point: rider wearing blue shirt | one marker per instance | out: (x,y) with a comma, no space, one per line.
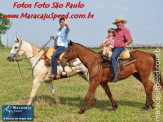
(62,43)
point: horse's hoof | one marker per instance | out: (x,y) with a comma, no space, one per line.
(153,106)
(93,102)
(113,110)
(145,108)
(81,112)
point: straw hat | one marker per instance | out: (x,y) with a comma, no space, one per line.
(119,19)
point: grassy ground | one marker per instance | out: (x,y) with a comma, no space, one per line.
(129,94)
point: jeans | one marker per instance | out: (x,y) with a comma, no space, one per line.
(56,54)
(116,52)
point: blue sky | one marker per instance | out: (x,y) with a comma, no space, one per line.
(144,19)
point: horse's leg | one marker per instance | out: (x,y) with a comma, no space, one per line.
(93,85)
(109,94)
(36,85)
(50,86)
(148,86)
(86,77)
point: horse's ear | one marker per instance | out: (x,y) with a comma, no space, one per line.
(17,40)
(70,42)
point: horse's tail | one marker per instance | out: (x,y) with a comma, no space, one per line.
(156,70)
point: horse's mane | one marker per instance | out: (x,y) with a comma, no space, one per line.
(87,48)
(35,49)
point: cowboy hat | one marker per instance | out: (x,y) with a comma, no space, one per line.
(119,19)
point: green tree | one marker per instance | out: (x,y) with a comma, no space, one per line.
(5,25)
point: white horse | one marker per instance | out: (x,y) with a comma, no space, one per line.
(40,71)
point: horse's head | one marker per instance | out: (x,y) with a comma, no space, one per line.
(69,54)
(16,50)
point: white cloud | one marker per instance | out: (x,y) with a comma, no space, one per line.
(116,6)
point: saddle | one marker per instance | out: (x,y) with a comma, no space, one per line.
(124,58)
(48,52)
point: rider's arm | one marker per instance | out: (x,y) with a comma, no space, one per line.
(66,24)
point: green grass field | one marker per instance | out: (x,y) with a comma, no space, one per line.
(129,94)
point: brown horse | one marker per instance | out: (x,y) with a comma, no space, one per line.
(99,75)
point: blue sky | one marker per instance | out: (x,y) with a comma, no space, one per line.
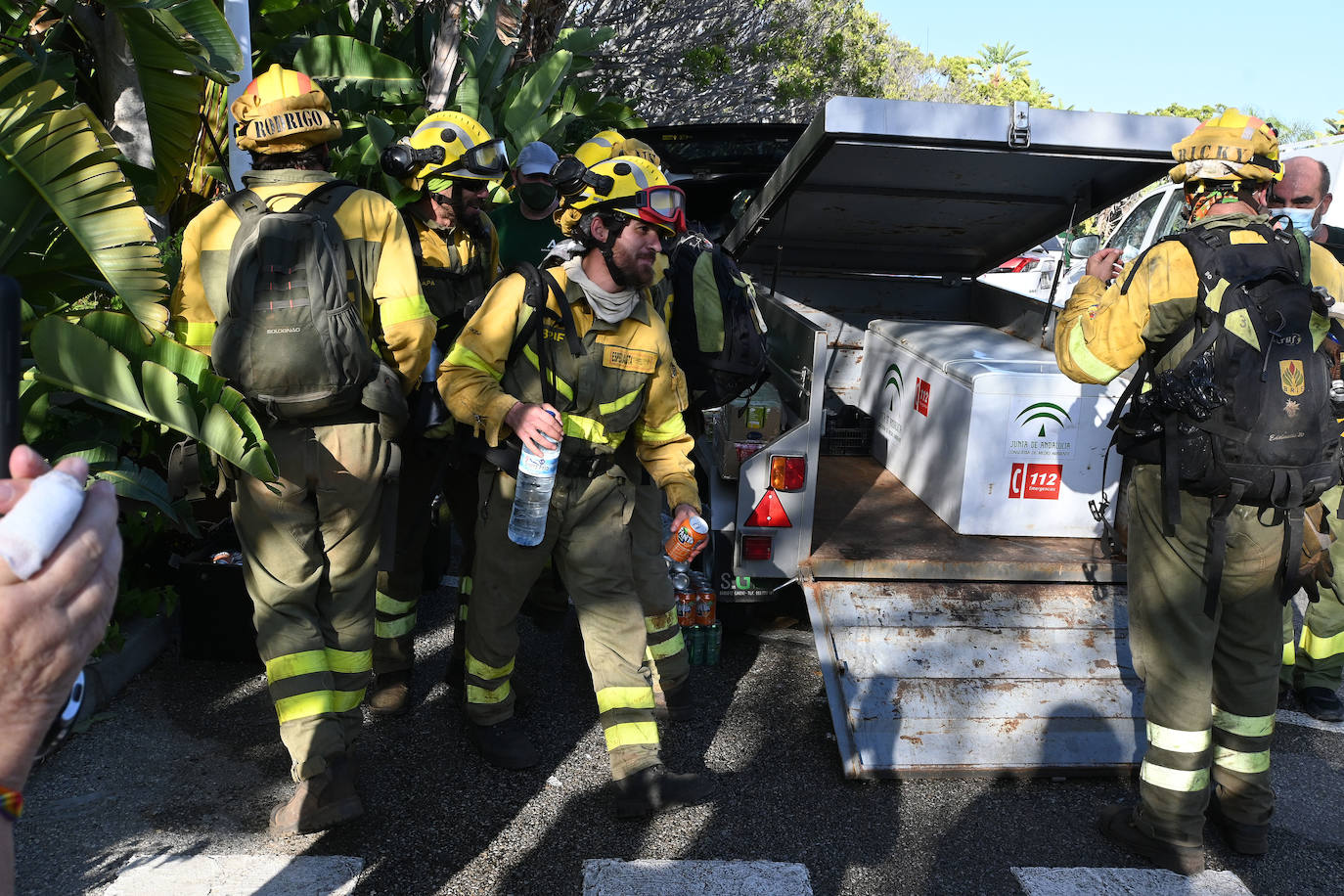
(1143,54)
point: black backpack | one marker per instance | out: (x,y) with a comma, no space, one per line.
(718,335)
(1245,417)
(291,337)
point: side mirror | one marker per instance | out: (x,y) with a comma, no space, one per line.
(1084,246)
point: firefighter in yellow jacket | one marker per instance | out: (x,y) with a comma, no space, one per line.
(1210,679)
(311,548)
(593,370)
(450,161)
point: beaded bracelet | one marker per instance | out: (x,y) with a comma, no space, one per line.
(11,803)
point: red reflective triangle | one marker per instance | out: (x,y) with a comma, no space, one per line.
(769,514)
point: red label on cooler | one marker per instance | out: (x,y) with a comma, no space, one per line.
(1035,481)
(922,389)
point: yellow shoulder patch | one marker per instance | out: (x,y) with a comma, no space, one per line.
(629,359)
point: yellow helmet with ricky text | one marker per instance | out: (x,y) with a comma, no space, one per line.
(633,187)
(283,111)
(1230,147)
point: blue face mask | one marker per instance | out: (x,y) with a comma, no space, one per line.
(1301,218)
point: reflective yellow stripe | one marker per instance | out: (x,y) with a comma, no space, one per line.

• PROMPT:
Output all entries unchanged; skip the pictures.

• WRITTEN REPLY:
point: rider wearing blue shirt | one marker per instance | out: (x,y) with a comma, no space, one per line.
(62,43)
point: horse's hoof | one marker per instance | out: (x,y) with a comma, no space, one per line.
(153,106)
(93,102)
(113,110)
(145,108)
(81,112)
point: straw hat | one marker per instance | out: (x,y) with a comma, no space, one per line.
(119,19)
point: grassy ground | one marker per instance | out: (x,y) with a comma, no space, one per line.
(129,94)
point: jeans | one marker per instance | out: (x,y) with a comma, no space, one per line.
(56,54)
(116,52)
point: blue sky | one marker per instance | out: (x,y) with a comma, no space, one per line.
(144,19)
point: horse's leg | one marker per instance | out: (x,y) with a comma, no space, one per line.
(93,85)
(109,94)
(36,85)
(50,86)
(148,86)
(86,77)
point: horse's ear | one marker per instance | out: (x,y) with a comma, no space, one per line.
(17,40)
(70,42)
point: horse's tail | one marker per instance | out: (x,y) with a comma, no space, one per line.
(156,70)
point: horse's mane | one marker per instance | out: (x,y) with a comma, no space, one per line.
(87,48)
(35,49)
point: cowboy hat | one marker per instance | out: (x,y) with a comma, no space, one per line.
(119,19)
point: green tree | one marker per instance | out: (x,y) with a comma, no space, one per line.
(5,25)
point: white horse | one marker per instance | out: (x,y) with a comma, no space, one per line.
(40,71)
point: horse's head | one marker per instance | out: (x,y) with a comma, no space, one per line.
(69,54)
(16,50)
point: white cloud | one marker per instance | out: (x,y) with a comma, no space, one per line.
(116,6)
point: saddle | one marker per instance | out: (x,y) with a comma, no space, one per line.
(124,58)
(48,52)
point: rider's arm | one marker per instance | out: (x,y) with a comma, no space, one per line.
(66,24)
point: green grass field | one marker per instance | out: (x,y) with a comma, no space, one per line.
(129,94)
point: brown horse | one marker per instance | out: (x,y) with a comma, no space, one per line.
(99,75)
point: blue sky | one marker per instance | out: (x,y) with a comma, no space, one per line.
(1143,54)
point: black backpack | one marker per instance | out: (x,y) with a comma, no space, one per line.
(718,335)
(1245,417)
(291,337)
point: side mirror | one marker per instance | out: (x,y) with a comma, no space, one per line.
(1084,246)
point: firefighter in yellow jacket | one marker per instance | out: (x,y) with a comma, no space, one per line.
(1210,679)
(311,548)
(593,370)
(450,161)
point: beaded bracelet | one marker per instance | out: (x,y) with a comma, no space, one per line.
(11,803)
point: red reflective triangle | one marker per instance | out: (x,y) with a comma, no space, one per line.
(769,514)
point: red label on cooler | one marker per instance | out: (x,y) with a comma, no space, one per line.
(1035,481)
(922,389)
point: yellow shoulder patch | one marker per instance | out: (x,y) with a comma, no space, one per line.
(629,359)
point: yellow helmet with ricky text | one marker per instance | out: (x,y) with a comma, no space, one per line.
(633,187)
(283,111)
(1230,147)
point: blue face mask | one marker per instance | out: (x,y) with a comma, no space, one per line.
(1301,218)
point: reflective yellow stripe | one marker per instance | out: (x,y) with a comma, no space, one per line.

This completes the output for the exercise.